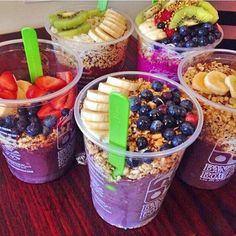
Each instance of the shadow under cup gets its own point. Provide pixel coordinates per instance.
(134, 199)
(35, 154)
(211, 160)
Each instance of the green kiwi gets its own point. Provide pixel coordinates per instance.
(81, 29)
(189, 12)
(208, 7)
(69, 20)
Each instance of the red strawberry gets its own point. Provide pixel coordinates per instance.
(34, 92)
(6, 94)
(191, 118)
(8, 81)
(49, 83)
(66, 76)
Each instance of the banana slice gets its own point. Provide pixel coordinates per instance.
(95, 106)
(94, 116)
(215, 82)
(97, 96)
(230, 81)
(198, 83)
(107, 88)
(122, 83)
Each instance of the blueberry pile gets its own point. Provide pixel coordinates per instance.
(194, 36)
(168, 117)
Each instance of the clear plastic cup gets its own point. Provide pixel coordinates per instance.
(131, 202)
(211, 160)
(98, 58)
(40, 154)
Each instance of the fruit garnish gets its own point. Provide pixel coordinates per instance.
(8, 81)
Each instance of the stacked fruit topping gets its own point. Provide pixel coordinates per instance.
(89, 25)
(188, 23)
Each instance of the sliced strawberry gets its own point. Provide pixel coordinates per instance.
(8, 81)
(49, 83)
(6, 94)
(34, 92)
(66, 76)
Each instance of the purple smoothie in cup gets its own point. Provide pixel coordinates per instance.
(154, 149)
(37, 127)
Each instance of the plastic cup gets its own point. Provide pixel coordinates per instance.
(98, 58)
(211, 160)
(44, 157)
(131, 202)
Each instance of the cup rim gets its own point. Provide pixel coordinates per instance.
(54, 94)
(137, 155)
(197, 95)
(107, 43)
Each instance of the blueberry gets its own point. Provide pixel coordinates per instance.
(146, 94)
(156, 126)
(169, 121)
(134, 103)
(65, 111)
(143, 123)
(184, 30)
(154, 114)
(33, 129)
(187, 104)
(169, 134)
(141, 143)
(49, 121)
(157, 86)
(187, 128)
(161, 25)
(178, 139)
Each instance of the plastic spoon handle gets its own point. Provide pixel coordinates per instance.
(31, 47)
(118, 129)
(102, 5)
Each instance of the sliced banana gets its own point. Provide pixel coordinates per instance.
(198, 83)
(97, 96)
(215, 82)
(107, 88)
(230, 81)
(94, 116)
(122, 83)
(95, 106)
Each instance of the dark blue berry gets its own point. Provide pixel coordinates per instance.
(169, 134)
(187, 128)
(134, 103)
(146, 94)
(49, 121)
(141, 143)
(157, 86)
(187, 104)
(156, 126)
(178, 139)
(143, 123)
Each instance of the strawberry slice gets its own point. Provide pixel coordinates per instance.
(49, 83)
(8, 81)
(66, 76)
(34, 92)
(6, 94)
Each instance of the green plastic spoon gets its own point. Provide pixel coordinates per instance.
(102, 5)
(118, 130)
(32, 53)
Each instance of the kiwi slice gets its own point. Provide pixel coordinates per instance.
(69, 20)
(208, 7)
(81, 29)
(189, 12)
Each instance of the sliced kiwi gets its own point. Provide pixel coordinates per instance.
(197, 13)
(69, 20)
(82, 29)
(208, 7)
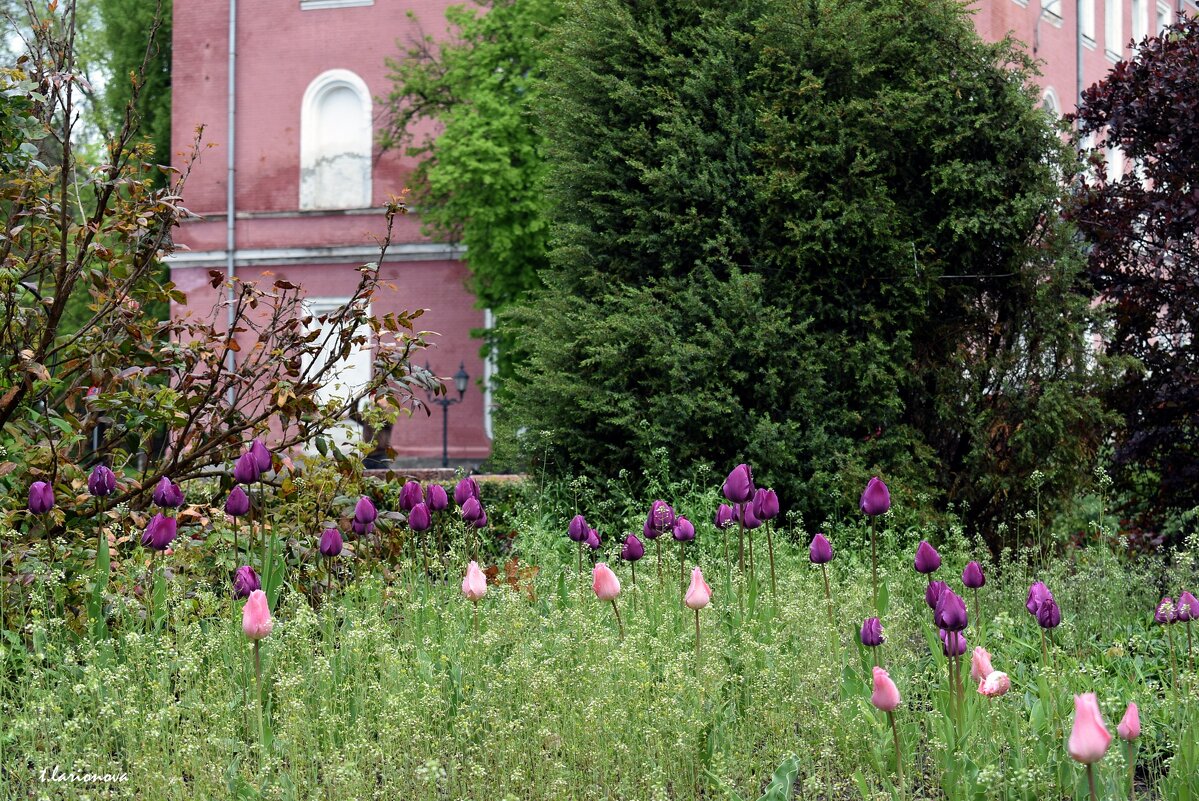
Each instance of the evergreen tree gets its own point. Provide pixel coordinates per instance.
(817, 235)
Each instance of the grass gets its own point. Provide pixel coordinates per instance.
(386, 692)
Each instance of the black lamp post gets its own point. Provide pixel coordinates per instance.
(459, 380)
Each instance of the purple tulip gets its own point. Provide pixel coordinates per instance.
(261, 456)
(951, 612)
(1164, 610)
(160, 533)
(927, 559)
(245, 469)
(410, 495)
(632, 549)
(684, 530)
(765, 505)
(739, 486)
(875, 498)
(952, 643)
(578, 529)
(820, 550)
(437, 498)
(464, 489)
(1048, 614)
(661, 517)
(365, 511)
(933, 592)
(1037, 594)
(747, 517)
(419, 518)
(238, 504)
(872, 632)
(471, 510)
(168, 494)
(330, 542)
(102, 481)
(245, 582)
(41, 498)
(1187, 608)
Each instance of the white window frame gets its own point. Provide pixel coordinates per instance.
(309, 120)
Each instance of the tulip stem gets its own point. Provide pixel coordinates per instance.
(895, 736)
(770, 546)
(874, 566)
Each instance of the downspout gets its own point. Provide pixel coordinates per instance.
(230, 174)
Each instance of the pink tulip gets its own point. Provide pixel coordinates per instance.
(255, 616)
(980, 664)
(995, 684)
(1089, 739)
(1130, 724)
(698, 594)
(886, 694)
(604, 582)
(474, 586)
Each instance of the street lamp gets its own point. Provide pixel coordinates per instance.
(459, 380)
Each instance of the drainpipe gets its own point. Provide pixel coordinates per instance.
(230, 174)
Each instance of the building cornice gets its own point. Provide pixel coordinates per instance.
(269, 257)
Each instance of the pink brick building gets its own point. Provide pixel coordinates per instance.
(309, 182)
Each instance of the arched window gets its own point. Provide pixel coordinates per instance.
(335, 143)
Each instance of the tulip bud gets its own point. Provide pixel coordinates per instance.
(724, 517)
(994, 685)
(245, 469)
(886, 694)
(699, 594)
(261, 456)
(875, 498)
(1048, 614)
(245, 582)
(474, 585)
(952, 643)
(739, 485)
(1089, 739)
(330, 542)
(255, 616)
(578, 529)
(820, 550)
(632, 549)
(1187, 608)
(437, 498)
(972, 577)
(933, 592)
(464, 489)
(160, 533)
(765, 505)
(102, 481)
(604, 582)
(410, 495)
(684, 531)
(420, 519)
(365, 511)
(238, 504)
(927, 559)
(872, 632)
(1130, 724)
(951, 612)
(167, 494)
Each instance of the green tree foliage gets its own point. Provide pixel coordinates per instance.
(481, 180)
(820, 236)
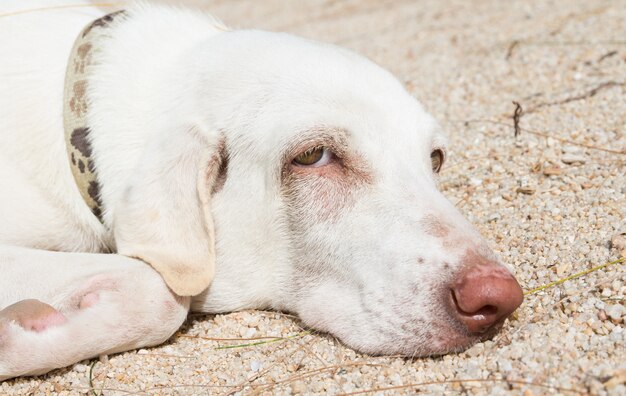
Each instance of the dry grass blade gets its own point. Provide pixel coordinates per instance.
(303, 333)
(91, 388)
(459, 381)
(576, 275)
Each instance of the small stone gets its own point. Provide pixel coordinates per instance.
(571, 159)
(619, 241)
(526, 190)
(255, 365)
(615, 312)
(602, 315)
(552, 171)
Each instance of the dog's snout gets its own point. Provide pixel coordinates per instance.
(483, 296)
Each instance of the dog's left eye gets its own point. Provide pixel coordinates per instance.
(436, 160)
(318, 156)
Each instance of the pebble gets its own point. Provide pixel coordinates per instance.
(571, 159)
-.-.-
* _WHAT IS REQUIRED_: Every line above should be repeated exactly; pictures stay out of the copy.

* _FULL SOLUTION_:
Each instance of the shadow under cup gets its own point. Provide pixel coordinates per instance.
(134, 199)
(35, 154)
(211, 160)
Each instance of the green kiwi gets its own point. Provide pixel coordinates per instance.
(81, 29)
(189, 12)
(208, 7)
(69, 20)
Each instance of the red strawberry gets its own point. Provide pixel coordinates per instance.
(34, 92)
(6, 94)
(191, 118)
(8, 81)
(49, 83)
(66, 76)
Each instance of the banana slice gets its own point. Provide pixel coordinates per instance.
(95, 106)
(94, 116)
(215, 82)
(97, 96)
(230, 81)
(198, 83)
(107, 88)
(122, 83)
Each instance of the blueberry pile gets its own point. Provide pixel coordinates per instance.
(194, 36)
(168, 117)
Each instance of the clear plastic cup gets its own point. Provide pixel coordinates per instance.
(131, 202)
(211, 160)
(98, 58)
(40, 154)
Each instance of the fruit garnish gets its own point. Provide pixel coordinates per instance.
(8, 81)
Each instance of the stacked fruit topping gets its own point. Provide pixel coordinates per instance.
(89, 25)
(188, 23)
Each instance of the sliced strawberry gets its own point. Provide pixel coordinates per instance.
(8, 81)
(49, 83)
(6, 94)
(34, 92)
(66, 76)
Each instance of the purple smoothie in cup gets its own point. Provide pixel coordinates per instance.
(154, 149)
(37, 127)
Each instance of the plastic cup gets its own point. Provide pixel coordinates per instance.
(98, 58)
(211, 160)
(44, 157)
(131, 202)
Each instance of the cup rim gets its own point. Provide pixel coordinates per instance.
(54, 94)
(137, 155)
(197, 95)
(107, 43)
Each instance of the blueberry gets its own point. Provide pixel coordinates per instance.
(146, 94)
(156, 126)
(169, 121)
(134, 103)
(65, 111)
(143, 123)
(184, 30)
(154, 114)
(33, 129)
(187, 104)
(169, 134)
(141, 143)
(49, 121)
(157, 86)
(187, 128)
(161, 25)
(178, 139)
Each instance of the plastic spoon handle gets its own point. Provide pixel coordinates per instance.
(31, 47)
(118, 129)
(102, 5)
Each instance of the sliced banana gets its own point. Provide pixel coordinates per instance.
(198, 83)
(97, 96)
(215, 82)
(107, 88)
(230, 81)
(94, 116)
(122, 83)
(95, 106)
Each instance of the dark blue berry gets its own point. Provide pixel coordinates per instance.
(169, 134)
(187, 128)
(134, 103)
(146, 94)
(49, 121)
(141, 143)
(157, 86)
(187, 104)
(156, 126)
(178, 139)
(143, 123)
Each instance of the strawberry slice gets its own point. Provide pixel coordinates per instance.
(49, 83)
(8, 81)
(66, 76)
(34, 92)
(6, 94)
Each instance of the green plastic spoon gets its own point. Provide pixel coordinates per instance.
(102, 5)
(118, 130)
(32, 53)
Each instance of the kiwi slice gets its own point. Provide pixel coordinates per instance.
(69, 20)
(208, 7)
(81, 29)
(189, 12)
Each instance of the sliced kiwi gets its own point. Provide pixel coordinates per instance.
(197, 13)
(69, 20)
(82, 29)
(208, 7)
Each instance of the evergreen tree gets its own point. Provide pixel coordinates per instance.
(817, 235)
Each instance of the grass gets its own point. Provide pixel coordinates per instance.
(386, 692)
Each instance of the black lamp post gets its own point. Provide pixel coordinates per instance.
(459, 380)
Each instance of the purple tulip gets its own point. Provide pixel coordinates per instance.
(261, 456)
(951, 612)
(1164, 610)
(160, 533)
(927, 559)
(245, 469)
(410, 495)
(632, 549)
(684, 530)
(765, 505)
(739, 486)
(875, 498)
(952, 643)
(578, 529)
(820, 550)
(437, 498)
(464, 489)
(1048, 614)
(661, 517)
(365, 511)
(933, 592)
(1037, 594)
(747, 517)
(419, 518)
(238, 504)
(872, 632)
(471, 510)
(168, 494)
(330, 542)
(102, 481)
(245, 582)
(41, 498)
(1187, 608)
Each instance of the white window frame gets its own point. Provide pixel coordinates per instance.
(309, 120)
Each instance of the tulip stem gets its own point. Provide pixel coordinates per instance.
(895, 736)
(770, 546)
(874, 566)
Each instance of the downspout gets its own point. Provide pixel coordinates per instance.
(230, 174)
Each instance of the pink tulip gets its own point. Provide pixel coordinates per instance.
(255, 616)
(980, 664)
(995, 684)
(1089, 739)
(1130, 724)
(698, 594)
(886, 694)
(604, 582)
(474, 586)
Each instance of the street lamp gets its own point. Provide pixel coordinates per instance.
(459, 380)
Each instance of the drainpipe gets its own point. Provide pixel coordinates per instance.
(230, 174)
Each instance of the building cornice gets its own point. Provide pixel coordinates per instance.
(269, 257)
Each instance of the pink brick building gets its own point. Provide pixel coordinates per instance.
(309, 182)
Each instance of the arched window gets its own point. Provide pixel coordinates per instance.
(335, 143)
Each instance of the tulip bud gets its own point. Provide pixel coordinates per instance.
(724, 517)
(994, 685)
(245, 469)
(886, 694)
(699, 594)
(261, 456)
(875, 498)
(1048, 614)
(245, 582)
(474, 585)
(952, 643)
(739, 485)
(1089, 739)
(330, 542)
(255, 616)
(578, 529)
(820, 550)
(632, 549)
(1187, 608)
(437, 498)
(972, 577)
(933, 592)
(464, 489)
(160, 533)
(765, 505)
(102, 481)
(604, 582)
(410, 495)
(684, 531)
(420, 519)
(365, 511)
(238, 504)
(927, 559)
(872, 632)
(1130, 724)
(951, 612)
(167, 494)
Each instance of the green tree foliage gets its own point. Provide pixel coordinates per instance.
(481, 180)
(820, 236)
Each instance of the dry grass blade gets its own point. Provide pixel coordinates per instance.
(303, 333)
(91, 388)
(459, 381)
(576, 275)
Each instance of the small stone gets its own point. Provide pixel coordinates per instance.
(571, 159)
(619, 241)
(526, 190)
(255, 365)
(615, 312)
(602, 315)
(552, 171)
Each instance of the dog's snout gets its own point. Provide pixel coordinates per instance.
(483, 296)
Each instance of the dog's left eye gets its own point. Provide pixel coordinates per instance.
(436, 160)
(318, 156)
Each instance of the pebble gets its own point. Provide pixel coordinates per instance.
(571, 159)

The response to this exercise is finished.